Data drawn from a collection:
* * *
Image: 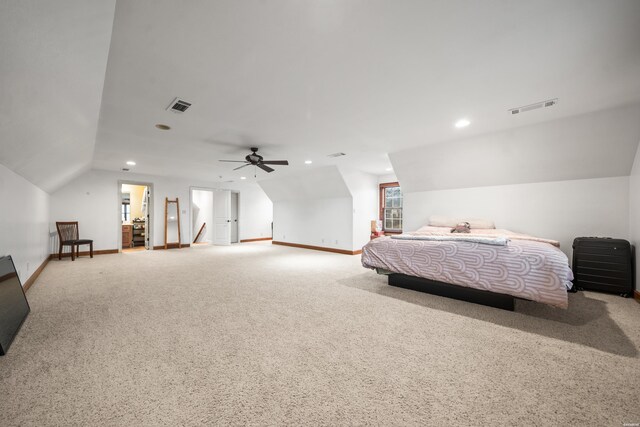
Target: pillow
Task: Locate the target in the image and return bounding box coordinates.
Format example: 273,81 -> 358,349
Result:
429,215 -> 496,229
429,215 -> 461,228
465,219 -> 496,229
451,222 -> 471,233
* * *
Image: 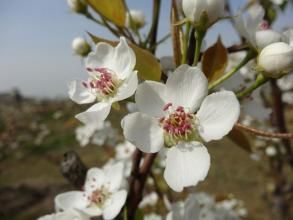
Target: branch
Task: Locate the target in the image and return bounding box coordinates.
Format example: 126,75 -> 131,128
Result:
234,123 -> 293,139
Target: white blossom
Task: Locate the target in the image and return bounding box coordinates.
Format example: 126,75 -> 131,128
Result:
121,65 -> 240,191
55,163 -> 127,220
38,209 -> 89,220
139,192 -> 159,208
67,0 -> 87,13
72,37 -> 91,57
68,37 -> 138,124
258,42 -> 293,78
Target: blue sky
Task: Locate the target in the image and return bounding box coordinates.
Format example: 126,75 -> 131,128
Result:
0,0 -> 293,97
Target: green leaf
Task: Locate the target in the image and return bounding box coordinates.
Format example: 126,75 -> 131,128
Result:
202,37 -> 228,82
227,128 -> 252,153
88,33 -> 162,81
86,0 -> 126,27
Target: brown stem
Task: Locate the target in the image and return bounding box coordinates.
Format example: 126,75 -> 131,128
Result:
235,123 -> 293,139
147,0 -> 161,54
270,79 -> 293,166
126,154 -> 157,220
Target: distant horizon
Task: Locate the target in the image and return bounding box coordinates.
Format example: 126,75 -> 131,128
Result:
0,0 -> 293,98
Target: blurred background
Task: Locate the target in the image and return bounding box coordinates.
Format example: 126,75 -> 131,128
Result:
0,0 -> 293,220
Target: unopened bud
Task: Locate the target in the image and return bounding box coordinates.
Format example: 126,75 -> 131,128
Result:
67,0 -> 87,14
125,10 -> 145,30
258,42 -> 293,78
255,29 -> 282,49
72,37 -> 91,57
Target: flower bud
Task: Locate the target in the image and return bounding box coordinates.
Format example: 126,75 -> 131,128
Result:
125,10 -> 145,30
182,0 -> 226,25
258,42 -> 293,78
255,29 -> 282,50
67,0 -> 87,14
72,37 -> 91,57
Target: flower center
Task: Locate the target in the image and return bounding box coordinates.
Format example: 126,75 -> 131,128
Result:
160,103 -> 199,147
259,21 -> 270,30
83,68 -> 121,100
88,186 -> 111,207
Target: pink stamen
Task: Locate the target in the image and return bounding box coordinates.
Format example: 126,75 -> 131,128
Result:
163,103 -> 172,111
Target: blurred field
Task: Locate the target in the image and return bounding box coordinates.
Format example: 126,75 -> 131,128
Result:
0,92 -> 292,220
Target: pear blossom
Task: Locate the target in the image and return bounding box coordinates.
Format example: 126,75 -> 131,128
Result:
* * *
_What is required:_ Lay out the lines as a Markdown table with the columns Row and Line, skipping any blank lines. Begin at the line that contains "Target: green leaf" and stop after the line that contains "0,0 -> 293,98".

_Worked answer:_
| Row | Line |
|---|---|
| 1 | Target: green leaf |
| 2 | Task: Locate the target in the image and return bounding box coordinates. |
| 3 | Format example: 126,75 -> 131,128 |
| 4 | Result: |
| 5 | 202,37 -> 228,82 |
| 6 | 227,128 -> 252,153 |
| 7 | 88,33 -> 162,81 |
| 8 | 86,0 -> 126,27 |
| 9 | Target: brown stem |
| 10 | Task: Locate the target in the image and return bounding box coordinates. |
| 11 | Format example: 126,75 -> 131,128 |
| 12 | Result: |
| 13 | 235,123 -> 293,139 |
| 14 | 147,0 -> 161,54 |
| 15 | 270,79 -> 293,166 |
| 16 | 126,154 -> 157,220 |
| 17 | Target: distant horizon |
| 18 | Task: Locate the target in the image and return bounding box coordinates. |
| 19 | Format example: 126,75 -> 131,128 |
| 20 | Result: |
| 21 | 0,0 -> 293,98 |